--- Records for processing ---
# # # # # # #

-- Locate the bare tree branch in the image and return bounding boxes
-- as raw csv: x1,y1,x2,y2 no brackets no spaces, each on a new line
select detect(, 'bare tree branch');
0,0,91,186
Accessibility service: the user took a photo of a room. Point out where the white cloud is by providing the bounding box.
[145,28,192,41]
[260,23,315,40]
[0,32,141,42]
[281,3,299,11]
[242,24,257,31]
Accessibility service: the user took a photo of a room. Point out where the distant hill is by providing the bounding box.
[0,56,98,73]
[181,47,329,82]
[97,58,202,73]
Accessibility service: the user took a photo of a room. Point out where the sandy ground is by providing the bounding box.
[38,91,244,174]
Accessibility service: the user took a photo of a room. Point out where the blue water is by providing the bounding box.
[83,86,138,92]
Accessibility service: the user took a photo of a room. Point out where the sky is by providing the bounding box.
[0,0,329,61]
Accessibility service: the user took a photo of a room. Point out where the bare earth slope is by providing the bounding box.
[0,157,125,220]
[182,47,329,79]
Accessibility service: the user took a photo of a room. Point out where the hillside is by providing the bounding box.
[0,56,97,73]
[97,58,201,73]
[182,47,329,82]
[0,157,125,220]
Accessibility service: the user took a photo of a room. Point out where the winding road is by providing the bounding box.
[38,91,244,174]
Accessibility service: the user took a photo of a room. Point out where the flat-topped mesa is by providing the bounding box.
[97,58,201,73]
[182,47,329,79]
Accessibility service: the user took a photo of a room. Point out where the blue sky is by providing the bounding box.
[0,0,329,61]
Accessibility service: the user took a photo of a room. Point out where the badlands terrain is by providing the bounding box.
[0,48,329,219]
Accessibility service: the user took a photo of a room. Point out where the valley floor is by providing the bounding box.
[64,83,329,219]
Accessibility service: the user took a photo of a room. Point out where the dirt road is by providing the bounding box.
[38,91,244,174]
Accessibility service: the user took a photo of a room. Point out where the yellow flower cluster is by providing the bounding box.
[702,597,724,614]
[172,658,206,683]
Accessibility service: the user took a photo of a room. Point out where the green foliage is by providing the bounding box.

# # # # # # #

--- Instruction ---
Gather every line from the listing above that contains the word "bare" and copy each one.

--- Expected answer ---
-- Locate the bare tree branch in the image and return bounding boxes
select detect(, 'bare tree branch');
Accessibility service: the user took a photo of a room. Point out where the bare earth slope is by providing the bounding box.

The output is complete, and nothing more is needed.